==== DATASET ENTRIES ====

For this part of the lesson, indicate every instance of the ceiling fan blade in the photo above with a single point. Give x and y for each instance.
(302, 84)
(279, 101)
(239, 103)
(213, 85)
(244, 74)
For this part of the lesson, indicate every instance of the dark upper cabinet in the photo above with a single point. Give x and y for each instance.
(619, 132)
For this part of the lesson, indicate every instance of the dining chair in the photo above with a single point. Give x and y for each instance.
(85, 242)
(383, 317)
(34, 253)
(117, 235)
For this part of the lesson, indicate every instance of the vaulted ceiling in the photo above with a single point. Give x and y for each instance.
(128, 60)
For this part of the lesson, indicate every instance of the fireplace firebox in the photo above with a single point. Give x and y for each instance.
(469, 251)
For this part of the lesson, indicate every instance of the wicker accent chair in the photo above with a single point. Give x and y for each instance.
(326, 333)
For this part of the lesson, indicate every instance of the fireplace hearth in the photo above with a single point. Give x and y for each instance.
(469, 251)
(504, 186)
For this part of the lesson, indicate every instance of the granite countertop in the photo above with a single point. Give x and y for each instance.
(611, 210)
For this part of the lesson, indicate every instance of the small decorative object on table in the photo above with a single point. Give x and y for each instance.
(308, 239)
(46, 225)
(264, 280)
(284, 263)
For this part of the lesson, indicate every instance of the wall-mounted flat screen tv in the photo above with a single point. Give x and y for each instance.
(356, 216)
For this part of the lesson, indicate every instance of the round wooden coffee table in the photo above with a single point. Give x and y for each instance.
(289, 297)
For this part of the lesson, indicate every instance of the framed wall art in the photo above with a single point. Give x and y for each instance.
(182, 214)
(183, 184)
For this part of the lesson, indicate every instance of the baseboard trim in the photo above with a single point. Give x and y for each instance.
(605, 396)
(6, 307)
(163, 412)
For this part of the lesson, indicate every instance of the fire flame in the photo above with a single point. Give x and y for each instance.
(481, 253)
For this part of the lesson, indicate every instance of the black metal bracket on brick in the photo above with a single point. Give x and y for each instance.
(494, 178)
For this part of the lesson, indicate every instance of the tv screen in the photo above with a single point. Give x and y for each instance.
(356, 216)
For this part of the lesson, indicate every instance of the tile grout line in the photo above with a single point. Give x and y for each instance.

====

■ WRITTEN REQUEST: Please edit all of the lines above so that "a single point" becomes "one marker" wherever it occurs, keeping everything else the same.

■ EXERCISE RESPONSE:
For this part of the lesson, indicate every instance of the ceiling fan blade in the photo above with one marker. Give x and y for each instance.
(302, 84)
(279, 101)
(239, 103)
(213, 85)
(244, 74)
For this part of the lesson, indicate every instance of the dark upper cabinet in the photo above with one marker. Give x and y for each instance.
(619, 132)
For this part of the lesson, indicate every instance of the dining chair in the photo above with one marker. Give x and y for each instance.
(85, 242)
(383, 317)
(34, 253)
(117, 235)
For this part of the lesson, indicate every instance of the vaulted ceiling in the photo above with one marker. Give x and y for each instance.
(128, 60)
For this part of the lesson, indicate every instance of the fireplace firebox in the photo above with one marker. Give x and y for each instance.
(469, 251)
For this part of the lesson, indicate every instance of the wicker accent chair in the photo above with one marker. Give x and y for each instance.
(326, 333)
For this part of the lesson, indicate every instance of the fireplace hearth in the photo above with one marker. Give x and y for each instance.
(469, 251)
(504, 186)
For this part of the lesson, indicate every instance of the granite countertop in the photo above with one marker. Give x and y for each instance.
(611, 210)
For this part of the lesson, indicate every instance of the small decorative object on table in the photo above with one marker. Give x and y for each instance.
(308, 239)
(46, 225)
(264, 280)
(284, 263)
For this part of the lesson, indicate every instance of the wall-mounted flat screen tv in the photo above with one marker. Give x and y for each instance.
(356, 216)
For this part of the lesson, indicate every instance of the round wooden coffee table in the photo above with one marker. Give x and y for each instance.
(289, 297)
For this part of the lesson, indicate every instance of the framed wall art in the photo above with one marker. Give x and y for each instance.
(182, 214)
(183, 184)
For this part of the lesson, indicate every instance of the baseboard trim in the photo above with one marker. Give x and y for each instance.
(605, 396)
(6, 307)
(163, 412)
For this part of the lesson, indicate every instance of the fire flame in the photo above with one marker. Give x and y for each instance.
(481, 253)
For this part of the lesson, indicate every instance of the black metal bracket on brick in the photo above with one marker. Give x and y for each instance.
(494, 178)
For this part of the lesson, indicate every instance of the tv screen in the photo above with one marker. Give x and y for each instance.
(356, 216)
For this part of the lesson, indicate every instance of the tile grout line in the photo above with one marker. Give x and y for each instance.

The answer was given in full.